(Text-to-region grounding data)
_ _ _ _

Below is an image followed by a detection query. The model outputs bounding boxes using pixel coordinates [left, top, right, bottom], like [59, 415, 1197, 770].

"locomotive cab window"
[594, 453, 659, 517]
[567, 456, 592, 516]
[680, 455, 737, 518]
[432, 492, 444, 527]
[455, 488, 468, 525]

_ _ _ _

Work instructions: Write out every entry above, word for word.

Finished task:
Below is an image followed by a detection query. The model outputs bounding boxes using pixel coordinates [left, top, right, bottom], like [59, 415, 1197, 770].

"locomotive cab window"
[594, 453, 659, 517]
[567, 456, 592, 516]
[680, 455, 737, 518]
[432, 492, 444, 527]
[455, 488, 468, 525]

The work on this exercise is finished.